[Source data]

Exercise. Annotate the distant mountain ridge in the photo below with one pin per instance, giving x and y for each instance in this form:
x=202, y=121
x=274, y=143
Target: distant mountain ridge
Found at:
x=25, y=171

Required work:
Word for word, set down all of the records above.

Task answer:
Exercise. Annotate the distant mountain ridge in the photo below with one pin per instance, giving x and y for each instance in this form:
x=202, y=121
x=274, y=143
Target: distant mountain ridge
Found at:
x=25, y=171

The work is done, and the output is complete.